TASK GOAL
Update the lines of the listing from the line that contains "If you could put a dot on the white cloud" through the end of the listing, replacing "a dot" with "a mark" and leaving everything else unchanged. Return only those lines.

Point annotation dataset listing
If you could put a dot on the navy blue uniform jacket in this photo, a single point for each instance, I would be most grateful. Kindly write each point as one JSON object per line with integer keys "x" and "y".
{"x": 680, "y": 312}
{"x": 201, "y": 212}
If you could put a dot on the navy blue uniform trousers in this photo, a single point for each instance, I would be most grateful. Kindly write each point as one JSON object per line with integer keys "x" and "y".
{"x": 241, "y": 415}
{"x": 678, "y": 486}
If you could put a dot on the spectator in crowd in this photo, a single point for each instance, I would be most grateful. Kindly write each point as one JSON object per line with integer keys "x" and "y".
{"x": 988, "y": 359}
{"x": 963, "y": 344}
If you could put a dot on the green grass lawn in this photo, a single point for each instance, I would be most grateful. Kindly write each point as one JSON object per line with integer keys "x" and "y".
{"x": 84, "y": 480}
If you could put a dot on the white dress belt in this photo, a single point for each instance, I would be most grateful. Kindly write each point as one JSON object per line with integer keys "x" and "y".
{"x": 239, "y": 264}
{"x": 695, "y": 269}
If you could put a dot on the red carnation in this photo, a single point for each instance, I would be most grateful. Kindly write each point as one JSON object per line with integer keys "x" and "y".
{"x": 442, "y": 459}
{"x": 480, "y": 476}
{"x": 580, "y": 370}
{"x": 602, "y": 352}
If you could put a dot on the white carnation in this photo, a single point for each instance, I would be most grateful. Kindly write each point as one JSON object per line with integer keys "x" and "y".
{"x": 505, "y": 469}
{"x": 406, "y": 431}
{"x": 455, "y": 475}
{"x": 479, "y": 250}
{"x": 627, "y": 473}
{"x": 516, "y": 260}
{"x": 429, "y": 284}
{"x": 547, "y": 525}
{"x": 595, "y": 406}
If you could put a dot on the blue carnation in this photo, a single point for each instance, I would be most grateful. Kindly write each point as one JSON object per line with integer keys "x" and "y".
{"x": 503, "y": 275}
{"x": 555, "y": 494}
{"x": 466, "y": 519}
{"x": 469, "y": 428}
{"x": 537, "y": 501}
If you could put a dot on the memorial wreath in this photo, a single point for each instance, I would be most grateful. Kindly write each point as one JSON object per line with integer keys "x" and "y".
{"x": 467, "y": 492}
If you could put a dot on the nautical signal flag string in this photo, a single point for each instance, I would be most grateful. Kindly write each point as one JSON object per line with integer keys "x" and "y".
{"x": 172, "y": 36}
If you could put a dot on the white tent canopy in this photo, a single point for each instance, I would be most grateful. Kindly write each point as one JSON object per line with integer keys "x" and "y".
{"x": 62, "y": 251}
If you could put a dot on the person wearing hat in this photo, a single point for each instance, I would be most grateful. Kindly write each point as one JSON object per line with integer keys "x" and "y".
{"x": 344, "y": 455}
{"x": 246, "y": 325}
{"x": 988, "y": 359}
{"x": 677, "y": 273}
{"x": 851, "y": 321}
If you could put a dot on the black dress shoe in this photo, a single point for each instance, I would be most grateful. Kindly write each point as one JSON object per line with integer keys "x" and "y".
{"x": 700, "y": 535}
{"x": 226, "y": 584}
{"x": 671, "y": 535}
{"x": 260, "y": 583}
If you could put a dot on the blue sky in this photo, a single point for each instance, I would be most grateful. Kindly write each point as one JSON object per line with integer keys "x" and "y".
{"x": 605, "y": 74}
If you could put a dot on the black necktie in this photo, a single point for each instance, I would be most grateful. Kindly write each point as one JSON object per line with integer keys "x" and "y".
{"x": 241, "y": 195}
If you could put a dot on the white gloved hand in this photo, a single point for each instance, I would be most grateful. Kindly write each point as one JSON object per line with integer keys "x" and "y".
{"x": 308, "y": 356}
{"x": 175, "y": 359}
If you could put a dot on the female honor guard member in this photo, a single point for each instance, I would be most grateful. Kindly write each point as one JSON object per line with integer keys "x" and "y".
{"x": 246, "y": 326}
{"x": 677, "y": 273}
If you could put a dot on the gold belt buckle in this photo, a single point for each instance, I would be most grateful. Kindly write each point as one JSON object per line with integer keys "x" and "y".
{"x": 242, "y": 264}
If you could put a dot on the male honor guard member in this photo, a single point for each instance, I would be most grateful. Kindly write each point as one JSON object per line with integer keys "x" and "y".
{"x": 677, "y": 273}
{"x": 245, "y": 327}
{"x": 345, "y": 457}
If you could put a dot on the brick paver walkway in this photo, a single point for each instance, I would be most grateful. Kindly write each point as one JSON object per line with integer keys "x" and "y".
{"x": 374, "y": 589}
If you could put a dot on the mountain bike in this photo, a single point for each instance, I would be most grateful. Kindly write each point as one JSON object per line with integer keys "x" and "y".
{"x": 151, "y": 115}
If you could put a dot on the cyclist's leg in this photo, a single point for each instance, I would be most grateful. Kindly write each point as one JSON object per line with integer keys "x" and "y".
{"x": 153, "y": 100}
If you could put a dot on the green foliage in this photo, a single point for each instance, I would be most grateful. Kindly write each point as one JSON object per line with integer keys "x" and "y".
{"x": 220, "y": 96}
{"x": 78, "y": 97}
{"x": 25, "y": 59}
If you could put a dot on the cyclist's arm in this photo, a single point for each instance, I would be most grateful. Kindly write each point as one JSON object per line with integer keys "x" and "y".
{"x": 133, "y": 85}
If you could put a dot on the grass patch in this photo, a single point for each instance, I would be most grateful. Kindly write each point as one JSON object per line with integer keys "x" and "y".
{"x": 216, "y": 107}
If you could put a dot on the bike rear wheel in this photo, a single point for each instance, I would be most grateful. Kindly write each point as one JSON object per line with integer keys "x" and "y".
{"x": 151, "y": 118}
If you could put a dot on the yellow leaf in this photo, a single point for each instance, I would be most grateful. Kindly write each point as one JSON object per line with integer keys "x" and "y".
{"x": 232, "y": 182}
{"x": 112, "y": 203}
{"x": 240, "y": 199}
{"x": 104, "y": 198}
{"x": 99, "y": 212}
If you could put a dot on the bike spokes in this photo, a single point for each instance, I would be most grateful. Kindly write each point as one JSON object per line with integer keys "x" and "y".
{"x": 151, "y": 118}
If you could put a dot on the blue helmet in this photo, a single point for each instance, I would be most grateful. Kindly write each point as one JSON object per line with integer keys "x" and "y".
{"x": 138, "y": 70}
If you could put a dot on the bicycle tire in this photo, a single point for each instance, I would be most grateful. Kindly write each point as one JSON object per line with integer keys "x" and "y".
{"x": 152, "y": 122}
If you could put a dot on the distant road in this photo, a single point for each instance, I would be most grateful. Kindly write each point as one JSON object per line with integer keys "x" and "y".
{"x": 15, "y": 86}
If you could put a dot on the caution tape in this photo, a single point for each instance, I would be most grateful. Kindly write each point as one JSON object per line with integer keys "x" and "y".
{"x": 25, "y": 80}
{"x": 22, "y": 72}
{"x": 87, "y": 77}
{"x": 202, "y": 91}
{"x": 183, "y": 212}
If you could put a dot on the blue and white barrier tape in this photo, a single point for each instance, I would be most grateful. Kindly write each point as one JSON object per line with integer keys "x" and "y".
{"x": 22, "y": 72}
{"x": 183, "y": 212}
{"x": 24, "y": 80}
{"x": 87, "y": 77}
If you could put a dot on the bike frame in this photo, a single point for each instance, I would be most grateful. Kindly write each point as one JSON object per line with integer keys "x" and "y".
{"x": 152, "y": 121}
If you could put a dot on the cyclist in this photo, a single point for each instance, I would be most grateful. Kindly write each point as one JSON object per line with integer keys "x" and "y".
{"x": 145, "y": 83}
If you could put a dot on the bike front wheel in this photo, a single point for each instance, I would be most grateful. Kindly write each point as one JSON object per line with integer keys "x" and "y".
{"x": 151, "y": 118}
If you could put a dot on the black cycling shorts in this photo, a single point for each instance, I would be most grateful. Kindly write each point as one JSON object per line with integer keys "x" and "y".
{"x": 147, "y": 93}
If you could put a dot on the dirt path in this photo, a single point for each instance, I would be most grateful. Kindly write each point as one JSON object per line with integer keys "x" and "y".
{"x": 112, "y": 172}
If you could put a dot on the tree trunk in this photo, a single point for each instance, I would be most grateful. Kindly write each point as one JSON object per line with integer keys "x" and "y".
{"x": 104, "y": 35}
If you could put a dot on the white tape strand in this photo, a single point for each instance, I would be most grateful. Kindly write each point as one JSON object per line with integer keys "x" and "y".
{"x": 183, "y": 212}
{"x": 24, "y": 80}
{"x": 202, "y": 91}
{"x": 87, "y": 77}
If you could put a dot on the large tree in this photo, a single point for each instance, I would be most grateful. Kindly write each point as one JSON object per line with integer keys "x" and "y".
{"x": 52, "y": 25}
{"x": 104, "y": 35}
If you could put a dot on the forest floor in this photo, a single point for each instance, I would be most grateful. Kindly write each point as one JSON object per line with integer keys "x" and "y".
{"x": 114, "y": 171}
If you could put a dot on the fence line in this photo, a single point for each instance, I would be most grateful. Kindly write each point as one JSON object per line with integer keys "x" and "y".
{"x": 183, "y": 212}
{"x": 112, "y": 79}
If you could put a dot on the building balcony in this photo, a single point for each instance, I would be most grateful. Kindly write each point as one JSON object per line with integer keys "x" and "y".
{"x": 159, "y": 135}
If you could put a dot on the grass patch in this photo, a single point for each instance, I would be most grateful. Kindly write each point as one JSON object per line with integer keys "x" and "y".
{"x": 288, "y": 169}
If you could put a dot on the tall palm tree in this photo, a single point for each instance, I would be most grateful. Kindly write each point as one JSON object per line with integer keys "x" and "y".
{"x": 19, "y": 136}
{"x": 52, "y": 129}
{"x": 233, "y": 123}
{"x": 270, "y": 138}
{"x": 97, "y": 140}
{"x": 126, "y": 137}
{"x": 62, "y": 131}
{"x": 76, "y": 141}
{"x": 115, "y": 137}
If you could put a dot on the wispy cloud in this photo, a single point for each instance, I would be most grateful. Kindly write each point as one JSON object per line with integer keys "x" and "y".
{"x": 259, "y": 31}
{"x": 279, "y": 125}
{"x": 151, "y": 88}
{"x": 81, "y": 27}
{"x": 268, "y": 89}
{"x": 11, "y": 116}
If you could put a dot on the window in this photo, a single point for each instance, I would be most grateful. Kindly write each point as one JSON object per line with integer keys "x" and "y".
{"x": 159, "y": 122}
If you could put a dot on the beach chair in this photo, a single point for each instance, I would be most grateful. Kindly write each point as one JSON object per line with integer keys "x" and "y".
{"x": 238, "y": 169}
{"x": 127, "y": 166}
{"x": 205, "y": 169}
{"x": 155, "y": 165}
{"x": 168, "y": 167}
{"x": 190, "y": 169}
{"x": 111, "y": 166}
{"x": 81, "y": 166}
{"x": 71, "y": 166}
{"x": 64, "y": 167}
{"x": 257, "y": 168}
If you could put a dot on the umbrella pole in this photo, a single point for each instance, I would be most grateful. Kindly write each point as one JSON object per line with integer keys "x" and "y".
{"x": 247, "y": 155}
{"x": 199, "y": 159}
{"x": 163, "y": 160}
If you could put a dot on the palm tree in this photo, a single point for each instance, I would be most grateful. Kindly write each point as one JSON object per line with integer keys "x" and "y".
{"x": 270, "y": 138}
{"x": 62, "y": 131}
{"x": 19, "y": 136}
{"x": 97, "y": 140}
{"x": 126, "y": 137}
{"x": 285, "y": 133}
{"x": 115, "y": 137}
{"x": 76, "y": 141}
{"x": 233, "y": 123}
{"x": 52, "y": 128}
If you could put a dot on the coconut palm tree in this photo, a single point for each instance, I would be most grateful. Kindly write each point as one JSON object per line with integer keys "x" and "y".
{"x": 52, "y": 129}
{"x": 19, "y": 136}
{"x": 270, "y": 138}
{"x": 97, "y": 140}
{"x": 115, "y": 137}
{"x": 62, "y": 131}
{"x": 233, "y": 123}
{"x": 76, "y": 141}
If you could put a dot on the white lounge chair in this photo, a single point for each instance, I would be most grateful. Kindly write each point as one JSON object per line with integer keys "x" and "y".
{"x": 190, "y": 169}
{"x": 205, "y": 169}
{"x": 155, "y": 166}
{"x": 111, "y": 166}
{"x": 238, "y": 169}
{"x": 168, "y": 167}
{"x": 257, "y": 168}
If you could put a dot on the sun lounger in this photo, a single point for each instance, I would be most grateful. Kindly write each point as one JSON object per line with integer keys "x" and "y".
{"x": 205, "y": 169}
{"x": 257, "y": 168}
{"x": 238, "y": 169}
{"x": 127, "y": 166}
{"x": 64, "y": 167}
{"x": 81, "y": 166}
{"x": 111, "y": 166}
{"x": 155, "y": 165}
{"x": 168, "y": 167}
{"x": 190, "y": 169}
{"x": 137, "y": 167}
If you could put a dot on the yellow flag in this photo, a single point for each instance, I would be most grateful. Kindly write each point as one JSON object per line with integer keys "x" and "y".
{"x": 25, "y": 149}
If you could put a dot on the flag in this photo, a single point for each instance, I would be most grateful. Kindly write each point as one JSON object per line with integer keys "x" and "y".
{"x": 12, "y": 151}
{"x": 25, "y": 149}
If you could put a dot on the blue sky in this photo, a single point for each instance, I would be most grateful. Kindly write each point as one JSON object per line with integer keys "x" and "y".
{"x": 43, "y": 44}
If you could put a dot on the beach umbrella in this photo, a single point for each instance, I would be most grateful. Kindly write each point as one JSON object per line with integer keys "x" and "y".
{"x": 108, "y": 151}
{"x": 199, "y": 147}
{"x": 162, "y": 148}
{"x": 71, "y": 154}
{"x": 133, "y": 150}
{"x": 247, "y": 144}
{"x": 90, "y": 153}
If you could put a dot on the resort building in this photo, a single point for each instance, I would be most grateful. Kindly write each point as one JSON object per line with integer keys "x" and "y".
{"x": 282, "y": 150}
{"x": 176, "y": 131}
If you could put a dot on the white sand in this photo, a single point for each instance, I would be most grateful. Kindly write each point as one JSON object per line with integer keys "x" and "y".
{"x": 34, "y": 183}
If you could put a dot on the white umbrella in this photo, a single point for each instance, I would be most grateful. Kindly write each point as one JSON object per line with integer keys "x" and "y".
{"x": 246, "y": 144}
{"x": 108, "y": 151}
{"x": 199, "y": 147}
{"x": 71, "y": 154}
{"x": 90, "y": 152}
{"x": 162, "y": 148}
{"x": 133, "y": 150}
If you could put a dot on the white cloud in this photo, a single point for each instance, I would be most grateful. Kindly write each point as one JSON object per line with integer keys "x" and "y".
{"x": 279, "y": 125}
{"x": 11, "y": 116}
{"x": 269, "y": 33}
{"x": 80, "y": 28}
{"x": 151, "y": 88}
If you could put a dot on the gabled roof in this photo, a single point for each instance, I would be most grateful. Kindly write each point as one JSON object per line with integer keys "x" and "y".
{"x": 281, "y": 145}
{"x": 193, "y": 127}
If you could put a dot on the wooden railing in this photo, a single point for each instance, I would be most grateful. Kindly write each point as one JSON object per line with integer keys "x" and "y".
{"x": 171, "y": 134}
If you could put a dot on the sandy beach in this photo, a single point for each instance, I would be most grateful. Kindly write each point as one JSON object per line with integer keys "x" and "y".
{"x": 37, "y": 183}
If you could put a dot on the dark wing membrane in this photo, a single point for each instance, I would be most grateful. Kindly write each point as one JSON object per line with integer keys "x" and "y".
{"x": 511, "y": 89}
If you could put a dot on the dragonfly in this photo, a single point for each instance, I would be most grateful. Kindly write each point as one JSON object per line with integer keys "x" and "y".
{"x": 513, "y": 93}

EXERCISE RESULT
If you could put a mark on the white cloud in this photo, a single point for each instance, I would be most grateful. Kindly write each point as one JSON object per line with integer keys "x" and "y".
{"x": 279, "y": 125}
{"x": 11, "y": 116}
{"x": 269, "y": 33}
{"x": 80, "y": 28}
{"x": 151, "y": 88}
If you could put a mark on the gabled roof in this photo, a single point for each instance, I would be most grateful. Kindly write each point as one JSON object per line with integer keys "x" and "y".
{"x": 281, "y": 145}
{"x": 193, "y": 127}
If you could put a mark on the wooden railing in this photo, a single point for each instance, I would be most grateful. Kindly write each point as one JSON object per line with integer keys "x" and "y".
{"x": 171, "y": 134}
If you could put a mark on the sandy beach in this photo, a single point for each instance, I would be most grateful. Kindly write each point as one JSON object per line with integer keys "x" and "y".
{"x": 37, "y": 183}
If you could put a mark on the dark wing membrane in this photo, a single point for each instance, I would be most grateful. Kindly write each point as one JSON object per line with integer keys "x" and "y".
{"x": 511, "y": 89}
If you could put a mark on the dragonfly in this photo, a single point for each instance, I would be most grateful. Kindly write each point as one JSON object per line with integer keys "x" and "y".
{"x": 513, "y": 93}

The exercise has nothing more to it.